OBJECTIVE:
Show each line of the material below that contains the word "white".

··· GIVEN RECORDS ···

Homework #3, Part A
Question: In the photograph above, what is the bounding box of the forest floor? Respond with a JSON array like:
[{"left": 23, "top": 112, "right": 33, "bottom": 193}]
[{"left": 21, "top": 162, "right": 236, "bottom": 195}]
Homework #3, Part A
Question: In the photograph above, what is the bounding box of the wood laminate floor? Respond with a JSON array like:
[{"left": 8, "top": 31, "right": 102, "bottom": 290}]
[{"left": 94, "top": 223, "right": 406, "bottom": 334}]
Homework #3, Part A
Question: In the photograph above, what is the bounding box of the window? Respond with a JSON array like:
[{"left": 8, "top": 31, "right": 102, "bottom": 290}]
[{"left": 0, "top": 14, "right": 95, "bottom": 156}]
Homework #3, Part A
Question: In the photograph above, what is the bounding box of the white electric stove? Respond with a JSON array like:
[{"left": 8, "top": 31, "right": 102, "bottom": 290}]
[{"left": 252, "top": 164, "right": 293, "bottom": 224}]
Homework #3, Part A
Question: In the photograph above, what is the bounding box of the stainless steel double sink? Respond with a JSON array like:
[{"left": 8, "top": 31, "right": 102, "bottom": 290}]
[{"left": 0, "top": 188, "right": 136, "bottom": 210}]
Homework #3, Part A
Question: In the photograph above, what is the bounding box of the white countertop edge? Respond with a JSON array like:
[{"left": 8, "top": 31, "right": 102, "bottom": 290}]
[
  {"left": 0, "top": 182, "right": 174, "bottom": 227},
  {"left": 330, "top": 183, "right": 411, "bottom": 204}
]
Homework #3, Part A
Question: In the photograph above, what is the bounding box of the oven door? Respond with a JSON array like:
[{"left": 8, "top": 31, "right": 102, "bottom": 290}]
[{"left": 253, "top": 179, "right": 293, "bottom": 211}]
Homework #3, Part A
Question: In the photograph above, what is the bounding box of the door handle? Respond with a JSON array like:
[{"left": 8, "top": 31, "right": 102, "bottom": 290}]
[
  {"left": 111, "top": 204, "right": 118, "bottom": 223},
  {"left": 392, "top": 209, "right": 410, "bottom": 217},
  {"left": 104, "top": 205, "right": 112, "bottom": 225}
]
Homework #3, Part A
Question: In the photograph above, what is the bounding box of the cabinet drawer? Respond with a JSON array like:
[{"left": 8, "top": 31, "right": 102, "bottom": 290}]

···

REPLY TO THE EXERCISE:
Question: In the photograph above, what is the bounding box of the white electric stove? Respond with a JSON array like:
Question: In the photograph above, what is the bounding box of the white countertop edge? Respond with a JSON array like:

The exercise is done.